Give the lines of the data between the lines holding "the man's hand" and "x=68, y=361", inclusive, as a JSON list of strings with one string per line, leaving out any blank lines.

━━━━━━━━━━━━━━━━━━━━

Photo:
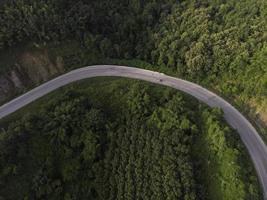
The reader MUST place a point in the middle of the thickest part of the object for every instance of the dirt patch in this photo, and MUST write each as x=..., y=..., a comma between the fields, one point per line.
x=39, y=67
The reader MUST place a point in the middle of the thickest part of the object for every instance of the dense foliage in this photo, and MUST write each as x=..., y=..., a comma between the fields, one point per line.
x=122, y=140
x=220, y=43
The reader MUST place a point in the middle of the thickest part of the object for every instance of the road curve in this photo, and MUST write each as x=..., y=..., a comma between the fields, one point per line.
x=255, y=145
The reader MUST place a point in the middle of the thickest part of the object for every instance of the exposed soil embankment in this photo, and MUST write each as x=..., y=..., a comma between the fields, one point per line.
x=30, y=69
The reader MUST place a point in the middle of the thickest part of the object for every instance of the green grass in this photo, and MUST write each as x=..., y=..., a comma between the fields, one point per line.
x=211, y=168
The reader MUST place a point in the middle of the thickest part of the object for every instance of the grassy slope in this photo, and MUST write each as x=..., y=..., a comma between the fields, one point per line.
x=213, y=163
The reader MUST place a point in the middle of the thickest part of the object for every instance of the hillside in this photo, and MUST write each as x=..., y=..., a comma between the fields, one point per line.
x=218, y=44
x=122, y=139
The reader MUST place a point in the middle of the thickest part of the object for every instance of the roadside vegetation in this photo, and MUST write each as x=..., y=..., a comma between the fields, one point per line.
x=220, y=44
x=108, y=138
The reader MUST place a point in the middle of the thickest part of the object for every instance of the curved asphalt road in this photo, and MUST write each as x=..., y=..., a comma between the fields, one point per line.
x=256, y=147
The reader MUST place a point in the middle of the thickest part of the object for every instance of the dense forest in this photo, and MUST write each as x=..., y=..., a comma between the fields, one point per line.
x=221, y=44
x=122, y=139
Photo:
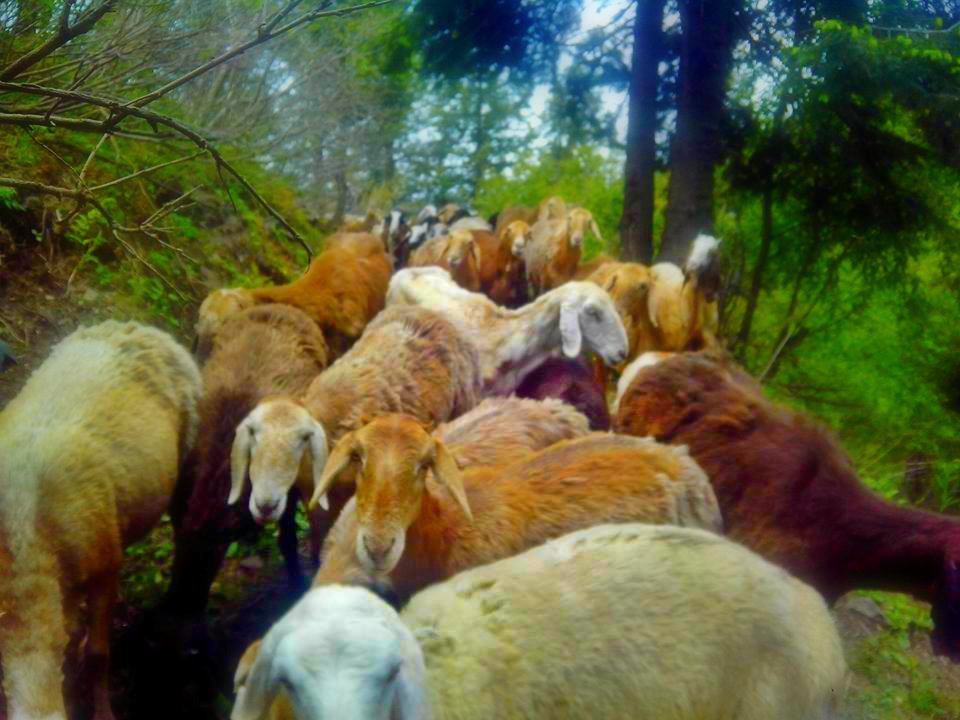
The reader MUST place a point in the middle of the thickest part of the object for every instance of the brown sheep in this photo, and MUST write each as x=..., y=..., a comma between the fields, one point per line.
x=340, y=291
x=407, y=531
x=409, y=360
x=265, y=351
x=553, y=253
x=502, y=274
x=457, y=253
x=789, y=492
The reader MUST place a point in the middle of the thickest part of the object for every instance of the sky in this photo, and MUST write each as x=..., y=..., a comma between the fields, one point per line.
x=596, y=13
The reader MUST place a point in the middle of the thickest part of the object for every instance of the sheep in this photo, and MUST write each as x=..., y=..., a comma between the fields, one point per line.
x=457, y=253
x=574, y=317
x=409, y=360
x=628, y=284
x=499, y=431
x=789, y=492
x=502, y=275
x=89, y=454
x=514, y=214
x=682, y=304
x=402, y=530
x=570, y=381
x=610, y=622
x=341, y=291
x=266, y=351
x=554, y=249
x=360, y=244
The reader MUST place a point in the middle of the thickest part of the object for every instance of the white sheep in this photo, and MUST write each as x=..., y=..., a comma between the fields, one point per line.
x=89, y=454
x=574, y=317
x=611, y=622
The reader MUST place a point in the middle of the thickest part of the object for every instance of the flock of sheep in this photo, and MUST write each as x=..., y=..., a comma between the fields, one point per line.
x=454, y=453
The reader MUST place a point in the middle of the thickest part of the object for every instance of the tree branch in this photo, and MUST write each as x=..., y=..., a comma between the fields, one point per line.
x=66, y=33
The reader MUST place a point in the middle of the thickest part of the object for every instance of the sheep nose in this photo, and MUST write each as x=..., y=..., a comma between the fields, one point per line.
x=378, y=552
x=265, y=509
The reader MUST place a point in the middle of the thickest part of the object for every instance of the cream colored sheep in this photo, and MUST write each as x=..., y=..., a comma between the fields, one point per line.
x=553, y=253
x=89, y=454
x=409, y=360
x=578, y=316
x=612, y=622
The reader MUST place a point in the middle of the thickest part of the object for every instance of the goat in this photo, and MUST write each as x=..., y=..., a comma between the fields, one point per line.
x=578, y=316
x=400, y=528
x=788, y=491
x=611, y=622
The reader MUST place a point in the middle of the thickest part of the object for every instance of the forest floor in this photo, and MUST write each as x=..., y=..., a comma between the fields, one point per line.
x=886, y=637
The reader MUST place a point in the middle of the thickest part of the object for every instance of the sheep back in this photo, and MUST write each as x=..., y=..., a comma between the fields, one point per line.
x=631, y=621
x=500, y=430
x=409, y=360
x=568, y=380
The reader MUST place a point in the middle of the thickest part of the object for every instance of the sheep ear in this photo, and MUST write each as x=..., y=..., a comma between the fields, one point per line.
x=447, y=473
x=596, y=230
x=338, y=461
x=571, y=338
x=239, y=460
x=475, y=249
x=319, y=453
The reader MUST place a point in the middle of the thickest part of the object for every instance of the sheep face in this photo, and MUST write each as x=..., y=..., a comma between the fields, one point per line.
x=273, y=441
x=392, y=457
x=518, y=234
x=589, y=318
x=462, y=247
x=219, y=306
x=580, y=221
x=339, y=653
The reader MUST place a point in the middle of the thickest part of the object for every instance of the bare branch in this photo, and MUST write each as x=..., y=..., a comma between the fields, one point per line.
x=66, y=33
x=137, y=174
x=259, y=39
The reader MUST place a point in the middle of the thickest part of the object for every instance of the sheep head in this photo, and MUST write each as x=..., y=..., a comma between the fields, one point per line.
x=392, y=458
x=461, y=247
x=272, y=441
x=579, y=221
x=518, y=234
x=340, y=652
x=219, y=306
x=588, y=318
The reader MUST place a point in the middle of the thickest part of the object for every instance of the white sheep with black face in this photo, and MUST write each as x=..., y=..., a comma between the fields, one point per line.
x=575, y=317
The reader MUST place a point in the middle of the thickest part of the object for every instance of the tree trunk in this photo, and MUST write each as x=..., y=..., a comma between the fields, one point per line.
x=706, y=55
x=756, y=281
x=636, y=223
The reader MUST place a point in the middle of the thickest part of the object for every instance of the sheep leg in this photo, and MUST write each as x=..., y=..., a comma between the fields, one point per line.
x=288, y=544
x=101, y=598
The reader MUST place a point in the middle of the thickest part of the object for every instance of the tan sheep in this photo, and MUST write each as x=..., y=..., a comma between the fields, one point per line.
x=89, y=454
x=611, y=622
x=412, y=533
x=341, y=291
x=553, y=253
x=409, y=360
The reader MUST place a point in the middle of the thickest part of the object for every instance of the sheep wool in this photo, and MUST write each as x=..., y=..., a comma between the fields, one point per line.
x=89, y=453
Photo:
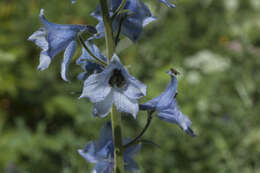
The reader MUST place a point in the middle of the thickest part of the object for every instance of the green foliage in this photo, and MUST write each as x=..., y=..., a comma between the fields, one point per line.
x=215, y=44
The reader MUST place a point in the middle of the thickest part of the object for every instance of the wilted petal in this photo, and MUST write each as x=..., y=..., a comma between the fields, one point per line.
x=68, y=54
x=103, y=107
x=167, y=2
x=125, y=104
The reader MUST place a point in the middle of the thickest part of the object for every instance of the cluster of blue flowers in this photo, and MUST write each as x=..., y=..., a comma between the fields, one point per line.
x=106, y=81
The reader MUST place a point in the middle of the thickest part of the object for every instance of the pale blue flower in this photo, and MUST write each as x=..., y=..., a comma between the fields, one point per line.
x=166, y=107
x=114, y=85
x=132, y=26
x=101, y=153
x=53, y=39
x=87, y=62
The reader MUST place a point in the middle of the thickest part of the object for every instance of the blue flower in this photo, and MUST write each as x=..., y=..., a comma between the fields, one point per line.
x=87, y=62
x=101, y=153
x=114, y=85
x=133, y=22
x=166, y=106
x=54, y=38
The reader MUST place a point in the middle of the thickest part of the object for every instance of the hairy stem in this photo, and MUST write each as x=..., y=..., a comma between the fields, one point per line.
x=108, y=29
x=120, y=7
x=136, y=139
x=115, y=116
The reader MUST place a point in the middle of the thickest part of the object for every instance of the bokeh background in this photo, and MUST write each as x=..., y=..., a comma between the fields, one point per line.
x=215, y=44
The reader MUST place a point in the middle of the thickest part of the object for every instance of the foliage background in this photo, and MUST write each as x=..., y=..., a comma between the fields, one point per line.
x=214, y=43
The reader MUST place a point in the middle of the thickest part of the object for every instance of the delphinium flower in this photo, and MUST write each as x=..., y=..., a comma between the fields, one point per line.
x=166, y=106
x=53, y=39
x=114, y=85
x=132, y=22
x=87, y=62
x=101, y=153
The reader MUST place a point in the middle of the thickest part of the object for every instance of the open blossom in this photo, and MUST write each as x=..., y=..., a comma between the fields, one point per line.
x=53, y=39
x=116, y=86
x=101, y=153
x=133, y=21
x=167, y=109
x=87, y=62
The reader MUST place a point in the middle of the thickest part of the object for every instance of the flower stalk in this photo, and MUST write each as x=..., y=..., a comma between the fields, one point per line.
x=115, y=116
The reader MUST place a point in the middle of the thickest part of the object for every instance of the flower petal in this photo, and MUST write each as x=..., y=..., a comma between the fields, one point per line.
x=68, y=54
x=103, y=107
x=45, y=61
x=96, y=87
x=125, y=104
x=167, y=2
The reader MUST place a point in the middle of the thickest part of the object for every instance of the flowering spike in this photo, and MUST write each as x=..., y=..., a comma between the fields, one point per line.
x=114, y=85
x=166, y=106
x=53, y=39
x=101, y=153
x=138, y=16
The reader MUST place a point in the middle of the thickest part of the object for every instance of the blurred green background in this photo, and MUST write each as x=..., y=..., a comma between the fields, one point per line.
x=215, y=44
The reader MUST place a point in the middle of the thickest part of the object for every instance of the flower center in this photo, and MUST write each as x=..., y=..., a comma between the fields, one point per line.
x=117, y=79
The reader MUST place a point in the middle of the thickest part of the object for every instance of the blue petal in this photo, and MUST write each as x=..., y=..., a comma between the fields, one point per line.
x=85, y=60
x=68, y=54
x=132, y=25
x=89, y=152
x=96, y=87
x=103, y=107
x=167, y=2
x=125, y=104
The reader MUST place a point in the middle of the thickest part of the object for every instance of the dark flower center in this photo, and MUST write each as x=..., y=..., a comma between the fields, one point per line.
x=117, y=79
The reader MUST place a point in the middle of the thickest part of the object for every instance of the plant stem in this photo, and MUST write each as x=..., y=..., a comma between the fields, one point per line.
x=108, y=29
x=117, y=139
x=115, y=117
x=136, y=139
x=120, y=7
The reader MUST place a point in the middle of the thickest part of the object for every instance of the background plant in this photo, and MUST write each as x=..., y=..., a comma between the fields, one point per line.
x=42, y=133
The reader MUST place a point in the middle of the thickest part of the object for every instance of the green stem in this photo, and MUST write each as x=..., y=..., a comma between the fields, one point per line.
x=108, y=29
x=120, y=7
x=136, y=139
x=99, y=61
x=117, y=139
x=115, y=117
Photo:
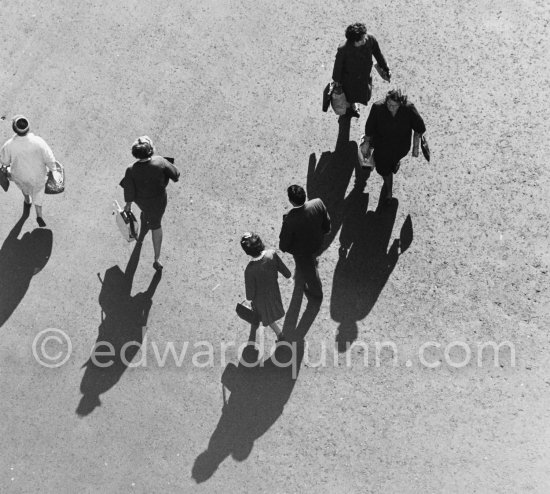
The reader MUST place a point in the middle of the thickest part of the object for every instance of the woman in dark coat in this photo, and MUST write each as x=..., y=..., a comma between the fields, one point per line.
x=353, y=65
x=145, y=184
x=388, y=134
x=262, y=286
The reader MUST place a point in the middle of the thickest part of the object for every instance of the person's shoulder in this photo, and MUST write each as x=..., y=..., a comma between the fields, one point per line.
x=35, y=139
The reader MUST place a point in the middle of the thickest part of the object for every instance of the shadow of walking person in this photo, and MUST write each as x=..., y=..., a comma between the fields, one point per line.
x=120, y=334
x=366, y=262
x=257, y=399
x=21, y=259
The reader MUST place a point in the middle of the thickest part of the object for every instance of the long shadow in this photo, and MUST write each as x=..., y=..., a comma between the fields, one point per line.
x=120, y=334
x=258, y=392
x=366, y=262
x=21, y=259
x=328, y=178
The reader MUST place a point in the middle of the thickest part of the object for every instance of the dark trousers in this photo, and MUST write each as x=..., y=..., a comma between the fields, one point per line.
x=307, y=273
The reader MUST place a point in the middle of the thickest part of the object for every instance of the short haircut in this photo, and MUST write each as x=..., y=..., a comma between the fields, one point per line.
x=397, y=96
x=355, y=32
x=142, y=148
x=296, y=195
x=252, y=244
x=20, y=125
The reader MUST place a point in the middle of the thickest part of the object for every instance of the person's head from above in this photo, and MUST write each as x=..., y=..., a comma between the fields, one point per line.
x=20, y=125
x=394, y=99
x=357, y=34
x=252, y=244
x=142, y=149
x=296, y=195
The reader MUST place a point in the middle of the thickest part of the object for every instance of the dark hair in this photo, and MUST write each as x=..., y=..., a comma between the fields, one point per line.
x=20, y=125
x=296, y=195
x=252, y=244
x=397, y=96
x=355, y=32
x=142, y=148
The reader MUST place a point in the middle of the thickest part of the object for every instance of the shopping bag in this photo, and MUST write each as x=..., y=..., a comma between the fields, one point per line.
x=4, y=180
x=327, y=94
x=55, y=184
x=126, y=222
x=247, y=313
x=338, y=101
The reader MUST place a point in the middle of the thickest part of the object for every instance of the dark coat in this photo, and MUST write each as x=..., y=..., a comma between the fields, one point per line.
x=352, y=68
x=391, y=136
x=304, y=228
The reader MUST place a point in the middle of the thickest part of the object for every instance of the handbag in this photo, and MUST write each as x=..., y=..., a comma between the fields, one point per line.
x=425, y=148
x=382, y=73
x=327, y=94
x=4, y=180
x=55, y=184
x=126, y=222
x=247, y=313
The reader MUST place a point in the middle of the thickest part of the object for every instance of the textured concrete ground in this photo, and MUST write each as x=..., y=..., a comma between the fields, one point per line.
x=232, y=90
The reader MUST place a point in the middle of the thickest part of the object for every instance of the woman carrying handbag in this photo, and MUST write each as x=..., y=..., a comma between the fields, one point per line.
x=261, y=282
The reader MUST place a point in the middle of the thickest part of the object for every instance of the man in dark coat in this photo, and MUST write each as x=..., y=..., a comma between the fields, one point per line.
x=302, y=234
x=353, y=65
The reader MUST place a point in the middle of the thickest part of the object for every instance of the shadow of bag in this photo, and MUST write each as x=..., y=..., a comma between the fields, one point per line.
x=4, y=181
x=55, y=184
x=247, y=313
x=327, y=94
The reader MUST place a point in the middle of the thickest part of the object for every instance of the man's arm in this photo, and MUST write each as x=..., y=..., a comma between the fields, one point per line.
x=250, y=286
x=380, y=58
x=129, y=189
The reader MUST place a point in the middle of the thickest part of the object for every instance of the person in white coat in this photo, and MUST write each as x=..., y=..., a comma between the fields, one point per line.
x=29, y=158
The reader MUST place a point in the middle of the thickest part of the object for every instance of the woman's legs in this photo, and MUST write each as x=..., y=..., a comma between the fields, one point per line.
x=388, y=183
x=157, y=244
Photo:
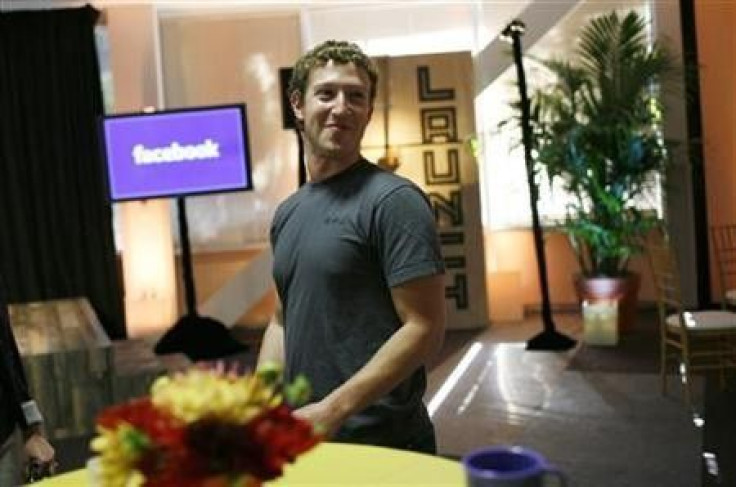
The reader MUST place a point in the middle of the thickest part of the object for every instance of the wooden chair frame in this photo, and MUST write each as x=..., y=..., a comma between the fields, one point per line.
x=690, y=340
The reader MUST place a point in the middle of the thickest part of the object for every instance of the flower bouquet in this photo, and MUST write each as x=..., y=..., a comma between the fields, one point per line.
x=206, y=427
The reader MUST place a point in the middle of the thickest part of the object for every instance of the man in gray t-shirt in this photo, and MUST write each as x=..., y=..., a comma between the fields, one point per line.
x=357, y=268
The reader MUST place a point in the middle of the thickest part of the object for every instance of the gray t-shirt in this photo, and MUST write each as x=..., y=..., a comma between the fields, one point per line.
x=339, y=246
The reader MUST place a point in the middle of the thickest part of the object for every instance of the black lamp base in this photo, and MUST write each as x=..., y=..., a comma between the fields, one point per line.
x=550, y=340
x=199, y=338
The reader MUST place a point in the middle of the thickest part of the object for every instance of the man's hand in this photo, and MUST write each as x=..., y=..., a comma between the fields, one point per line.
x=38, y=448
x=324, y=419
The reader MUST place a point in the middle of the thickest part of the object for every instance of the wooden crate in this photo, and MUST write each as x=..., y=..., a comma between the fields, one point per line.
x=68, y=361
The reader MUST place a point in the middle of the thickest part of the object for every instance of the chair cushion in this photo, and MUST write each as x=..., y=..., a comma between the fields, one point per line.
x=705, y=320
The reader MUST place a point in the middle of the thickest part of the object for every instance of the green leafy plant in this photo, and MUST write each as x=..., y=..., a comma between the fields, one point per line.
x=596, y=129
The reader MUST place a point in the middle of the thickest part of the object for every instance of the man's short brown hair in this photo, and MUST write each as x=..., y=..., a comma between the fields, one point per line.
x=341, y=52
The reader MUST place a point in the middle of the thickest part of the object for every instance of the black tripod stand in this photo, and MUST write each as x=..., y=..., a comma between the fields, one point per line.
x=549, y=338
x=198, y=337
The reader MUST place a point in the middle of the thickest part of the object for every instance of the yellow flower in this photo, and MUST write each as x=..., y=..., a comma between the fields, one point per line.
x=120, y=450
x=213, y=393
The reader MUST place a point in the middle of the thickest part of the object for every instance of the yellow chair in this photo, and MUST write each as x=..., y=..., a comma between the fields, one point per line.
x=691, y=341
x=724, y=245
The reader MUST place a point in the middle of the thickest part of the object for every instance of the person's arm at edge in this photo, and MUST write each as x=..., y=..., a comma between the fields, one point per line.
x=420, y=304
x=31, y=424
x=272, y=345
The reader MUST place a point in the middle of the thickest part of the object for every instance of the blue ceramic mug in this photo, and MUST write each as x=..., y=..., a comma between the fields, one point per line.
x=509, y=466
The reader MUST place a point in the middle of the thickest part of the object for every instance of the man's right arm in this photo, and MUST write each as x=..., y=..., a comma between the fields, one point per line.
x=272, y=345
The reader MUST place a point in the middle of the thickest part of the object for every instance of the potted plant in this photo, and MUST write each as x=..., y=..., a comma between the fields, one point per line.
x=597, y=130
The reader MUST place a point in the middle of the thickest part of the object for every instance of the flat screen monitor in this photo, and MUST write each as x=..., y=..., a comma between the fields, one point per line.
x=174, y=153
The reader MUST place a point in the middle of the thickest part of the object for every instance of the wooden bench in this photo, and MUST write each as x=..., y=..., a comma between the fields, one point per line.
x=73, y=368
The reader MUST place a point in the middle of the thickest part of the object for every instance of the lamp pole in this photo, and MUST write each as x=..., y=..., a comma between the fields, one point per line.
x=549, y=338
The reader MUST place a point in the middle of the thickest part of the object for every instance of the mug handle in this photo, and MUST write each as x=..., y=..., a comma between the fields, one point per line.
x=557, y=473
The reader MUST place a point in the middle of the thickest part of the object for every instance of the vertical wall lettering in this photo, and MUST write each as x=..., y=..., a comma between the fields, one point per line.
x=439, y=128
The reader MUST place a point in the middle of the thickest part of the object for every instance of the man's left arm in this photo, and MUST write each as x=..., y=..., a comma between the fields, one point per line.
x=420, y=304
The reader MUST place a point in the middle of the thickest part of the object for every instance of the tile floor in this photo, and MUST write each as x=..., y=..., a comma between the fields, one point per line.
x=607, y=429
x=602, y=428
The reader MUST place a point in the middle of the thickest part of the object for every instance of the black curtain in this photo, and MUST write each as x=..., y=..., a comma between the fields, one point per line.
x=55, y=221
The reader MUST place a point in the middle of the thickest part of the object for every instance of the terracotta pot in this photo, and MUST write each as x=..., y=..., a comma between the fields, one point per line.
x=625, y=289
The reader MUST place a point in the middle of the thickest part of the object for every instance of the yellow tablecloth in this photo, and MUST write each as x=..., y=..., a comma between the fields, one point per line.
x=343, y=465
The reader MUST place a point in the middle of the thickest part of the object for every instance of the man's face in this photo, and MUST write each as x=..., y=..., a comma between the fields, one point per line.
x=335, y=111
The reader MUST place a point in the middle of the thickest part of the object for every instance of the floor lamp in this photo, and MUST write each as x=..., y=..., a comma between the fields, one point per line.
x=549, y=338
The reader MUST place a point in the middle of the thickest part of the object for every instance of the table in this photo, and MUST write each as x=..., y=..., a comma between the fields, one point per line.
x=343, y=465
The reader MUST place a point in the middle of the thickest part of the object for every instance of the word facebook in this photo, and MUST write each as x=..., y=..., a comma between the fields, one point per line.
x=175, y=152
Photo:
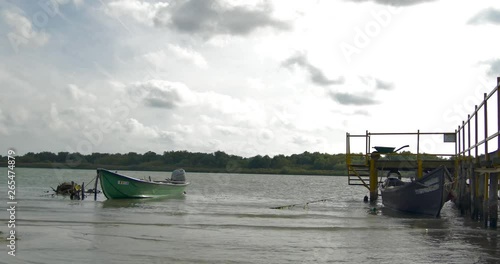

━━━━━━━━━━━━━━━━━━━━

Reply to the exercise
[
  "The reader MUST place a point in the middle of the thickest part of the object for every instance of the man's hand in this photo, and MUST write each as x=..., y=..., a comma between the fields, one point per line.",
  "x=38, y=448",
  "x=324, y=419",
  "The reader MUST place a point in the middle of the thickest part of the object for every instance of the wooden crate in this photo, and MUST write each as x=..., y=..., a comma between the fields, one point per line.",
  "x=68, y=361"
]